╔══

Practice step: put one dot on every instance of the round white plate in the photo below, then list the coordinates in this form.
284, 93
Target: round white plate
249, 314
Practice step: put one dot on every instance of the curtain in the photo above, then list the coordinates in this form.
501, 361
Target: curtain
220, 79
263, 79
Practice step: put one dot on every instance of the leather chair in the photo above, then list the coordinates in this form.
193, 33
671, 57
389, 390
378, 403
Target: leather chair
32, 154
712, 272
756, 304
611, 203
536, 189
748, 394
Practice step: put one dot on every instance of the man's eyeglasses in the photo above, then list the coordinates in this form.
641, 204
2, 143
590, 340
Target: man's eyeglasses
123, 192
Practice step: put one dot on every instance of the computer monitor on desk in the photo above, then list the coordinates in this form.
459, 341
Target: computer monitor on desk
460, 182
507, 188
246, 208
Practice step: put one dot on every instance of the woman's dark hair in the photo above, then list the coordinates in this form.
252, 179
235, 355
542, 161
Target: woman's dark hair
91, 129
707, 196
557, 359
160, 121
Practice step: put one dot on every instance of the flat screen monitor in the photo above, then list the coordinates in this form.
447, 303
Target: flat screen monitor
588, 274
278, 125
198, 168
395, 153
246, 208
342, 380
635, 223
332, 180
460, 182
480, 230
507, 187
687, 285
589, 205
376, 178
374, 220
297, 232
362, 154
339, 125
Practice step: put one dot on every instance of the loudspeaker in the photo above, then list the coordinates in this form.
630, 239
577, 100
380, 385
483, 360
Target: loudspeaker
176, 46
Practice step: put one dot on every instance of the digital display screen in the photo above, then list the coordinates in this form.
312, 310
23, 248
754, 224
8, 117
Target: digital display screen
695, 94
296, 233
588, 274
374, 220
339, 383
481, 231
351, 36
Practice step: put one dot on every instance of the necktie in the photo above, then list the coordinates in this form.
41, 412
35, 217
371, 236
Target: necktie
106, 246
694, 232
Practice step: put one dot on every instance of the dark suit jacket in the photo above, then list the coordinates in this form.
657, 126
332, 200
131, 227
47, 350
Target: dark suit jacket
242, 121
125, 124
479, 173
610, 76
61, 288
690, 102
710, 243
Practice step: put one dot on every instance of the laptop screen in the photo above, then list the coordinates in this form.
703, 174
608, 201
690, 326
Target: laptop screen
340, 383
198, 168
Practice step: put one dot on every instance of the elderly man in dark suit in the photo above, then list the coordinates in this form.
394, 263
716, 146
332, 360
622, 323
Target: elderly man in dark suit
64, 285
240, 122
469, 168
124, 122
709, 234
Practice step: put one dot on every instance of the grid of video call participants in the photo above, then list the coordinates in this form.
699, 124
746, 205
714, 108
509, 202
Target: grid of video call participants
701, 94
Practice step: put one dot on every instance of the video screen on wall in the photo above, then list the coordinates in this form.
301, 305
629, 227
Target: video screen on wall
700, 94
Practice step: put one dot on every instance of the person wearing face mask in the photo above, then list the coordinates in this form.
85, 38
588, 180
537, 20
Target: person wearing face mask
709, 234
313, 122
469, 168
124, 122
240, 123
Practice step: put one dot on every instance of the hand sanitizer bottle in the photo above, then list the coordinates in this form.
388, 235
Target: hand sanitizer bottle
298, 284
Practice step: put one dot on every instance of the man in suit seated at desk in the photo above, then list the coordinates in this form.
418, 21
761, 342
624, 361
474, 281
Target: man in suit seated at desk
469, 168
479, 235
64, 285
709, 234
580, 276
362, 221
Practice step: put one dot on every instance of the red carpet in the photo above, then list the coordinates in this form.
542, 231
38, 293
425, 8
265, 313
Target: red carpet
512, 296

╚══

• [Exercise] Copy the whole listing above line for line, changing nothing.

• [Exercise answer]
Practice step: put one dot on every instance of the round white plate in the photo below, then list the coordinates in this form.
284, 93
Target: round white plate
249, 314
Practice step: put one dot on every instance of the curtain in the photo above, then list the coordinates in this form.
501, 361
Target: curtain
220, 79
263, 79
Practice step: put one dot on every instance of the leather chair in the photo above, then list the coordinates in this form.
193, 33
671, 57
389, 390
378, 403
Target: leather chair
32, 154
712, 272
756, 304
611, 203
536, 189
748, 394
Practice step: put one dot on every instance of the man's eyeglasses in the photo above, then list the coordinates in this form.
641, 204
2, 143
590, 340
Target: man's eyeglasses
123, 192
Practice step: put one dot on every instance of the computer monitor on desk in the photo above, then list the coordinates in this form.
459, 341
Target: computer monitor on desk
460, 182
507, 188
246, 208
Practice step: put one dot on every instance of the woman's dark hair in the photo above, then list the coordinates in this form.
252, 179
235, 355
542, 161
Target: woman's dark hair
91, 129
707, 196
557, 359
160, 121
Practice step: put one dot on every instance of the flat screen monitor in the photo above, then list the coordinates in this form.
447, 303
Target: flat screen monitor
588, 274
278, 125
198, 168
395, 153
246, 208
342, 380
635, 223
332, 180
460, 182
480, 230
507, 187
687, 285
589, 205
376, 178
374, 220
297, 232
362, 154
339, 125
Practice step: put one dot on every instance of the loudspeaker in the photo above, then list the coordinates in this form.
630, 239
577, 100
380, 385
483, 360
Target: loudspeaker
176, 46
Practice step: put one dot on every instance of the digital display screen in the photo above, then list the coordinates in this form.
312, 310
23, 248
754, 224
8, 117
Target: digital display screen
695, 94
296, 233
588, 274
374, 220
339, 383
481, 231
351, 36
Practice step: put one dot on every instance of the necktie in the photo above, then list the coordinates in this form.
41, 412
35, 217
371, 236
Target: necktie
106, 246
694, 232
Practice step: put one dot on every instance of the dark suit jacket in the photo above, then list the coordinates in this form.
657, 126
332, 200
131, 227
47, 350
Target: dark suit jacket
242, 121
125, 124
479, 173
610, 76
61, 288
690, 102
710, 243
Practice step: put one dot on every instance of the laptop screen in the photo above, then list the coordinates in this form.
703, 174
608, 201
690, 326
Target: laptop screen
340, 383
198, 168
Practice step: put one dot on every instance of the elderly man in dark suit in the photo above, then list the coordinates in this form.
394, 263
716, 146
332, 360
622, 323
Target: elderly man in dark suit
64, 285
240, 122
469, 168
124, 122
709, 234
Practice step: put one dot on every instance of the grid of video call participants in the photo above, then list the coordinates in this form.
699, 124
746, 205
714, 108
509, 202
Target: grid of video call participants
701, 94
Practice step: put one dot on every instance of the video screen on wall in the photo above, then list the coordinates in this form.
301, 305
629, 227
Target: video screen on wall
700, 94
Practice step: put one dot on every instance of the person wearing face mask in the photo above, then list the coordinates in this form.
85, 38
588, 180
537, 20
Target: person wearing face mask
709, 234
313, 122
469, 168
124, 122
240, 123
Practice step: put one dot on every instance of the hand sanitizer bottle in the photo above, then list the coordinates in this form.
388, 235
Target: hand sanitizer bottle
298, 284
Practice step: put one dot on every instance of the man in suit seated at desk in the photo above, then list the coordinates in this form.
418, 21
761, 342
624, 361
474, 281
Target: man in suit seated at desk
469, 168
479, 235
64, 285
709, 234
580, 276
362, 221
Practice step: put one dot on every instance of the red carpet in the photo above, then list the coordinates in this form.
542, 231
38, 293
425, 8
265, 313
Target: red carpet
512, 296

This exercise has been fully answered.